WRITTEN REQUEST :: Leave out the pictures and repeat the rest of the material exactly.

>> begin

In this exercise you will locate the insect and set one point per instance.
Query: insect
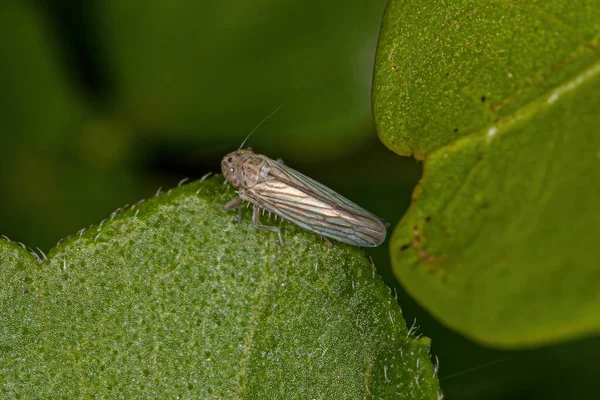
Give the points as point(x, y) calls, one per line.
point(273, 186)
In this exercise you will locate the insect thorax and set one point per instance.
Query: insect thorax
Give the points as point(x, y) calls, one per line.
point(254, 169)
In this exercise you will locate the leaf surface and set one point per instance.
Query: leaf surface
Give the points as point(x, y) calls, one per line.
point(174, 298)
point(501, 101)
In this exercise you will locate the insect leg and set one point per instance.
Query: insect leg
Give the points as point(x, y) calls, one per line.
point(233, 204)
point(255, 215)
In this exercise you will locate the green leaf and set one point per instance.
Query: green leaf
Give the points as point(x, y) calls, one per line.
point(174, 298)
point(501, 100)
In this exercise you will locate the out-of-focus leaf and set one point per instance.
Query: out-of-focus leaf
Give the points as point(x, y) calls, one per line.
point(501, 100)
point(61, 164)
point(181, 70)
point(174, 298)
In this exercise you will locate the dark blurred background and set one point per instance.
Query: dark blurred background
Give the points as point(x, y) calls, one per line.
point(102, 102)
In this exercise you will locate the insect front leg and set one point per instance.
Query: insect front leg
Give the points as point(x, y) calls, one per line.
point(233, 204)
point(255, 224)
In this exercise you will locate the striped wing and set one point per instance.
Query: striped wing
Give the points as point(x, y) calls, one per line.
point(313, 206)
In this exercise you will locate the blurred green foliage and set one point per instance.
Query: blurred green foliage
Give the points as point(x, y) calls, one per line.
point(103, 102)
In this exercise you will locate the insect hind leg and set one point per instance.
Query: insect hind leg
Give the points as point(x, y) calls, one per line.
point(255, 215)
point(232, 205)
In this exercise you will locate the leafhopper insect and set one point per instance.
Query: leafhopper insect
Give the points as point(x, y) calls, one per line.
point(273, 186)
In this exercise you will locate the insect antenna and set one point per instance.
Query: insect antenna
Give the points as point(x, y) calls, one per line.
point(258, 126)
point(466, 371)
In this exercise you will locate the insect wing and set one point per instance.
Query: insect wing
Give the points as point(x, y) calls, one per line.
point(315, 207)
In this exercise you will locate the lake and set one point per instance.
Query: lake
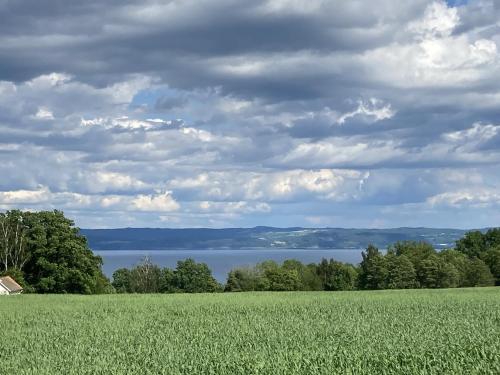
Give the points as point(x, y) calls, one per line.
point(222, 261)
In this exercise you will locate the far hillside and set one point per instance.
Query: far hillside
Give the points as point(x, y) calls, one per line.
point(264, 237)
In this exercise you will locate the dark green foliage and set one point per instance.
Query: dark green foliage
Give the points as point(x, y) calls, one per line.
point(192, 277)
point(49, 256)
point(400, 272)
point(245, 280)
point(492, 259)
point(121, 280)
point(309, 280)
point(478, 274)
point(436, 273)
point(337, 275)
point(60, 260)
point(145, 277)
point(459, 261)
point(373, 269)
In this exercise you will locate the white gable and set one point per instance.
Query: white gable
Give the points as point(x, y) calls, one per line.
point(3, 290)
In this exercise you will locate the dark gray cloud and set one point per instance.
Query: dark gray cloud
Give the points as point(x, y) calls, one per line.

>> end

RESPONSE FOR THIS EXERCISE ::
In this exercise you will locate the insect and set one point per instance.
Query: insect
Give the points as point(x, y) calls, one per line.
point(273, 186)
In this exercise you will locate the insect thorax and set one point per instance.
Query: insect thorax
Give the points as point(x, y) calls, one per line.
point(254, 169)
In this exercise you will locate the leaf surface and set one point per instance.
Query: leaf surface
Give the points as point(x, y) calls, one per line.
point(174, 298)
point(501, 101)
In this exercise you will locate the insect leg and set one point per instance.
Query: insect leg
Give the points as point(x, y) calls, one per line.
point(233, 204)
point(255, 215)
In this exercise you will locate the green leaf and set one point per instance.
Query: green leaf
Give the points as point(x, y) calls, one per line.
point(174, 298)
point(501, 100)
In this exercise you will locate the out-of-focus leaf and set one point per instance.
Query: out-of-focus leaf
Give the points as point(x, y) calls, one per line.
point(501, 100)
point(61, 164)
point(181, 70)
point(174, 298)
In this exercise you will locate the dark blurred background and set one point per instance.
Query: dark blurred background
Give the points as point(x, y) calls, one per line.
point(102, 102)
In this exercise you will locate the insect front leg and set one point per instance.
Query: insect front leg
Give the points as point(x, y) calls, one per line.
point(233, 204)
point(255, 224)
In this exercise you will locate the striped wing and set one point per instance.
Query: striped wing
Give the points as point(x, y) calls, one per line.
point(313, 206)
In this exercise you will locate the blurred green foliage and set one point per instance.
Query: blurred green foliage
Give the points as point(x, y) calls, one per line.
point(103, 102)
In this exercise you will locate the insect hind leg and set one point per instance.
Query: insect hind leg
Give the points as point(x, y) calls, one per line.
point(255, 215)
point(232, 205)
In this exercise you will locate the leafhopper insect and set one point per instance.
Query: leafhopper insect
Give the points as point(x, y) calls, one per line.
point(273, 186)
In this exercise you will locate the insect antenna and set one point per instance.
Query: insect antenna
Give the points as point(x, y) calls, one per line.
point(258, 126)
point(466, 371)
In this exercise you will locate the insect wing and set one point per instance.
Query: insect wing
Give the points as point(x, y) calls, one per line.
point(315, 207)
In this exercise you will locate the lake and set one point per instance.
Query: lake
Give the points as point(x, y) calls, one per line.
point(222, 261)
In this exercise you will locate the far hillside and set one point per instance.
Query: far hillside
Give the points as point(x, y) calls, one per line.
point(264, 237)
In this exercise you will locate the dark green foliage and set one point per instance.
Query: dark green foliage
Give the points as point(x, y) calls, one per line.
point(192, 277)
point(49, 256)
point(400, 272)
point(245, 280)
point(492, 259)
point(121, 280)
point(309, 280)
point(478, 274)
point(436, 273)
point(337, 275)
point(60, 260)
point(145, 277)
point(459, 261)
point(373, 269)
In this exercise you will locate the white gable and set one point per instance.
Query: white gable
Give the points as point(x, y) calls, one per line.
point(3, 290)
In this exercise you will locate the dark gray cloud and set one point per instance.
Query: dark gray cloud
Give the points as point(x, y) calls, one per line.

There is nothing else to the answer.